Requirement A:
Please shift every point coordinate in the answers by -65, and give all the records again, requests included, starting with the first line of the records and going on through the line with "[1153, 139]". Leave the requests and their format samples unchanged.

COMPMID-901 - Optimizing CLCol2ImKernel

This patch makes col2im on OpenCL 2 times faster

Change-Id: I8d90f5a72a050355ca1fd13433d8c2c26e5e33f5
Reviewed-on: https://eu-gerrit-1.euhpc.arm.com/119442
Tested-by: Jenkins <bsgcomp@arm.com>
Reviewed-by: Georgios Pinitas <georgios.pinitas@arm.com>
diff --git a/src/core/CL/kernels/CLCol2ImKernel.cpp b/src/core/CL/kernels/CLCol2ImKernel.cpp
index 499e1e8..c8005ec 100644
--- a/src/core/CL/kernels/CLCol2ImKernel.cpp
+++ b/src/core/CL/kernels/CLCol2ImKernel.cpp
@@ -1,5 +1,5 @@
 /*
- * Copyright (c) 2017 ARM Limited.
+ * Copyright (c) 2017-2018 ARM Limited.
  *
  * SPDX-License-Identifier: MIT
  *
@@ -67,6 +67,8 @@
     // Create kernel
     CLBuildOptions build_opts;
     build_opts.add_option("-DDATA_TYPE=" + get_cl_type_from_data_type(data_type));
+    build_opts.add_option("-DELEMENT_SIZE=" + support::cpp11::to_string(input->info()->element_size()));
+    build_opts.add_option("-DWIDTH_INPUT=" + support::cpp11::to_string(input->info()->dimension(0)));
     build_opts.add_option("-DWIDTH_OUTPUT=" + support::cpp11::to_string(_convolved_dims.first));
     build_opts.add_option_if(is_data_type_fixed_point(data_type), "-DFIXED_POINT_POSITION=" + support::cpp11::to_string(input->info()->fixed_point_position()));
 
@@ -87,10 +89,15 @@
         }
     }
 
-    // Configure window
-    Window win = calculate_max_window(*input->info(), Steps());
+    const unsigned int num_elems_read_per_iteration = is_data_type_fixed_point(data_type) ? 1 : 8;
 
-    // The CLCol2ImKernel doesn't need padding so update_window_and_padding() can be skipped
+    // Configure window
+    Window win = calculate_max_window(*input->info(), Steps(num_elems_read_per_iteration));
+
+    // Update window and padding just for the input tensor as we cannot access out-of-bounds elements in the output one
+    AccessWindowHorizontal input_access(input->info(), 0, num_elems_read_per_iteration);
+    update_window_and_padding(win, input_access);
+
     Coordinates coord;
     coord.set_num_dimensions(output->info()->num_dimensions());
     output->info()->set_valid_region(ValidRegion(coord, output->info()->tensor_shape()));

Material for this task:

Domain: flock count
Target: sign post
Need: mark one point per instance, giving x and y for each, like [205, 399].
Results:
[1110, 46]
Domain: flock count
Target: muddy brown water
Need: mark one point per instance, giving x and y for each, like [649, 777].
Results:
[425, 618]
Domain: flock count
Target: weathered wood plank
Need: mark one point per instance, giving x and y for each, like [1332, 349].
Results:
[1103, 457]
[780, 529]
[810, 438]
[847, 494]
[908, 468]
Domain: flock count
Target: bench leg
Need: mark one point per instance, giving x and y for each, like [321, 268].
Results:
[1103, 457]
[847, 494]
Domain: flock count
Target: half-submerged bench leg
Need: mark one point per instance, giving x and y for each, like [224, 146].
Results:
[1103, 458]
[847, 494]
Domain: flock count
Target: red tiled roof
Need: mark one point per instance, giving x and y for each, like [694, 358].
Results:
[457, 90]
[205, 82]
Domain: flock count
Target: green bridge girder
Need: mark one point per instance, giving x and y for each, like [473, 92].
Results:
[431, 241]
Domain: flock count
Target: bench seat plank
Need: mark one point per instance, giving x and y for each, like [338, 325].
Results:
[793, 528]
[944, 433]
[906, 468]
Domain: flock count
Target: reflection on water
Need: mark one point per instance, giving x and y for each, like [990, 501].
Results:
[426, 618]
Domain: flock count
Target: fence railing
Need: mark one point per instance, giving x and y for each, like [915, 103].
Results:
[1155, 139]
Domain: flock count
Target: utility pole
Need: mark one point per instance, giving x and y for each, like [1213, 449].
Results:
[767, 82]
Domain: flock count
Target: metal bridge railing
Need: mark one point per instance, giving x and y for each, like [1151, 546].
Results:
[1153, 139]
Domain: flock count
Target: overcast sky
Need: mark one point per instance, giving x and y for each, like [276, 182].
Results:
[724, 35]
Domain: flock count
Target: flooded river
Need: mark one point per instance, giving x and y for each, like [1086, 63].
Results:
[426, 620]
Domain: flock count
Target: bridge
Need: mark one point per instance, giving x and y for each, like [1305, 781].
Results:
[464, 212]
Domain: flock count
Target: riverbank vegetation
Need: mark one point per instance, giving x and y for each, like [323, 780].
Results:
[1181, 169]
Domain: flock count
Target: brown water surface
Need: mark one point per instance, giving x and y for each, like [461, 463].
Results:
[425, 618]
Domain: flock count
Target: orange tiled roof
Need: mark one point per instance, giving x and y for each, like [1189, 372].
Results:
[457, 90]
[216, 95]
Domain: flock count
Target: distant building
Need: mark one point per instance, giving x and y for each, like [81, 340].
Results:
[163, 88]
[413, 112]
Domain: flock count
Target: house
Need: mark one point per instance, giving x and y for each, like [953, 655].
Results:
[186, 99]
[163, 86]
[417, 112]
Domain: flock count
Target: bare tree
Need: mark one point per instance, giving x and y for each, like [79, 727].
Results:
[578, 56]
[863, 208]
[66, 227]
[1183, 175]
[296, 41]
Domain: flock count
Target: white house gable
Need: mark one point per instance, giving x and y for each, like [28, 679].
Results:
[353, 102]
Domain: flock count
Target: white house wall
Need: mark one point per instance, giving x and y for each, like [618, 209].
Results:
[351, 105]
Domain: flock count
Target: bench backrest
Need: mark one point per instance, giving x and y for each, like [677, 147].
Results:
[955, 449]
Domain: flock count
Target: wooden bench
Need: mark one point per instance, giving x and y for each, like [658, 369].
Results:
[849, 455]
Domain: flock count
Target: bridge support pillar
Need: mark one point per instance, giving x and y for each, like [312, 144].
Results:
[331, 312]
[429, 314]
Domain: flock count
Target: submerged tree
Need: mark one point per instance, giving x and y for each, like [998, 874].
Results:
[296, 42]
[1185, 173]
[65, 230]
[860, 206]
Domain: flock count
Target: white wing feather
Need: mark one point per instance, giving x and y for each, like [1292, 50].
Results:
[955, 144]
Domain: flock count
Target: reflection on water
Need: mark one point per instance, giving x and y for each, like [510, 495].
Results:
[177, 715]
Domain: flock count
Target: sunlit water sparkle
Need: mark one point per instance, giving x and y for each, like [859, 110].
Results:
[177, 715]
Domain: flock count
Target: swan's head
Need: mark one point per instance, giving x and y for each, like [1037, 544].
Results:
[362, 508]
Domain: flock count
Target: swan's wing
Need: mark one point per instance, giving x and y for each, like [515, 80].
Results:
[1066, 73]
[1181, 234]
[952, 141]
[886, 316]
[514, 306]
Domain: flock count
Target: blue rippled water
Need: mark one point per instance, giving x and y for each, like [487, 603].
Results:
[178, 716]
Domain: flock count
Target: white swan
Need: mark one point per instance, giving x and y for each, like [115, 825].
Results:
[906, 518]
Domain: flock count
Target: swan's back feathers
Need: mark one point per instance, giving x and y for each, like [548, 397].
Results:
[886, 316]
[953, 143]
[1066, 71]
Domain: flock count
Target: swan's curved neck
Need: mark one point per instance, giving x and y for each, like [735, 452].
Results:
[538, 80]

Requirement B:
Answer these questions about the CLCol2ImKernel patch, one per line:
(i) How much faster does the patch make col2im on OpenCL?
(ii) What does the copyright line change to?
(iii) How many elements are read per iteration when the data type is not fixed point?

Problem solution A:
Domain: flock count
Target: sign post
Need: mark one point per instance, giving x and y for each, like [205, 399].
Results:
[1045, -19]
Domain: flock count
Target: muddy brown water
Need: mark one point per instance, giving x and y for each, like [649, 777].
Results:
[360, 553]
Domain: flock count
Target: weathered wood plank
Need: mark one point per instance, giving x and y for each, like [1332, 349].
Results:
[1038, 392]
[715, 464]
[745, 373]
[782, 429]
[843, 403]
Domain: flock count
Target: bench leg
Need: mark one point per instance, giving x and y for each, like [321, 268].
Results:
[1038, 392]
[782, 429]
Domain: flock count
Target: half-submerged bench leg
Need: mark one point per instance, giving x and y for each, like [224, 146].
Results:
[1038, 393]
[782, 429]
Domain: flock count
Target: red tiled roof
Need: mark one point per instance, giving x and y for each, like [694, 358].
Results:
[392, 25]
[140, 17]
Domain: flock count
Target: green bridge girder
Need: mark one point per instance, giving x and y for each, like [473, 92].
Results:
[366, 176]
Domain: flock count
Target: bench seat plank
Need: mark one point per instance, giving x and y for each, like [338, 325].
Results:
[728, 463]
[879, 368]
[841, 403]
Domain: flock count
Target: reflection on water
Need: mark one point per instance, giving x and y for each, like [990, 501].
Results:
[361, 553]
Domain: flock count
Target: fence railing
Need: mark one point per instance, giving x and y for each, like [915, 103].
Results:
[1090, 74]
Domain: flock count
Target: utility pole
Need: mark one point per instance, giving x and y for each, like [1213, 449].
Results:
[702, 17]
Domain: flock count
Target: metal bridge railing
Need: mark one point per instance, giving x and y for each, like [1151, 546].
Results:
[1088, 74]

Problem solution B:
(i) 2 times faster
(ii) Copyright (c) 2017-2018 ARM Limited.
(iii) 8